_Task to carry out_
Translate this sentence from the forum thread on study packaging below into Spanish: "This obviously defeats the purpose of having a single study execution engine."

_Exercise passage_
_____

Thanks @chrisknoll for help on the example above.

t-abdul-basser commented 6 years ago

@anthonysena Thanks for the original proposal. Great work!

chrisknoll commented 6 years ago

I would like to add my support to the notion of a R package written to accept a study specification (as a JSON) and perform the execution. We're moving away from storing the generated SQL inside studies and instead leverage a circe-R-package that will generate the cohort based on the referenced version of the library. I think that this discussion should follow that same trail: That we have a single R library that is able to execute the study definition with no intermediate assets,

schuemie commented 6 years ago

Adding my two cents to the discussion of the packaging approach:

If I understand correctly, there are two options on the table:

The study specification (in JSON) is consumed by Hydra, which creates a study package implementing that study. To run the study, you need to install and run that study package, and all of its dependencies.
The study specification (in JSON) is consumed by a study execution package. This package reads the specifications, and runs the study accordingly.

I actually have some experience with option 2 in the past, with a tool I developed called Jerboa. My experience (which my not apply here) is that every study is different, and that these differences extend beyond what could be specified in Jerboa. Therefore, each new study not only came with a study specification, but also a new version of Jerboa. This obviously defeats the purpose of having a single study execution engine.

This is why in OHDSI we decided for R as the basis for our analytics. The OHDSI Methods Library is a set of R packages with functions that can be used to implement a full study with a few lines of R code, but you still have the full flexibility of R. If one of the provided functions doesn't do the trick, you can add your own.

Recognizing that writing R code might be difficult for some, we now also have functionality in ATLAS that helps write the R code for you. In the next iteration we're now discussing, I imagine the output of ATLAS to change from a single R script to a full R package, using option 1 described above. This output, in my view, is the basis of the real study package. Perhaps for 80% of the studies it is actually enough, certainly for 20% of the studies this basis will need to be extended and modified.

_____

_Study material_
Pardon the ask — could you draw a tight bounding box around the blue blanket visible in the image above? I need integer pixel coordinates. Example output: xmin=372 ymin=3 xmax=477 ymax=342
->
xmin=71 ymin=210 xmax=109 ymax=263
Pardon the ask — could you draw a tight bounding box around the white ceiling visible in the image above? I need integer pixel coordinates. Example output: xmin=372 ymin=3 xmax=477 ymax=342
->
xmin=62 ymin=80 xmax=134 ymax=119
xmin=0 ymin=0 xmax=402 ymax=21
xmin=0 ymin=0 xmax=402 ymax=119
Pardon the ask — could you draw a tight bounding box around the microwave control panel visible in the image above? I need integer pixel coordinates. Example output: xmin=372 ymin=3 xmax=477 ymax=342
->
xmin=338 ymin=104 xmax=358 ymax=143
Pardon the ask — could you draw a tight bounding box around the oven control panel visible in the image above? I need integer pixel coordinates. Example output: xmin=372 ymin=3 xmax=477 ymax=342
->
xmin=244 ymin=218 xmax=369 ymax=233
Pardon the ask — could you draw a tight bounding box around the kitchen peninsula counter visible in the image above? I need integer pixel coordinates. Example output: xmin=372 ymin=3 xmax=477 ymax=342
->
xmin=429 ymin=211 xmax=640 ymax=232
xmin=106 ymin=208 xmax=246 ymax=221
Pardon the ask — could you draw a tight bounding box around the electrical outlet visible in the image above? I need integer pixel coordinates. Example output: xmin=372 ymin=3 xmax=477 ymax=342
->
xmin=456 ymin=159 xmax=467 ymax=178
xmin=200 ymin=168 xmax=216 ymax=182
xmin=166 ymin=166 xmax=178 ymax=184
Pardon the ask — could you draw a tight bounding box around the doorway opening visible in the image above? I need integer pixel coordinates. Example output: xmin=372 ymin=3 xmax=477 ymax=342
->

_____

_Answer section_
Esto obviamente anula el propósito de tener un único motor de ejecución de estudios.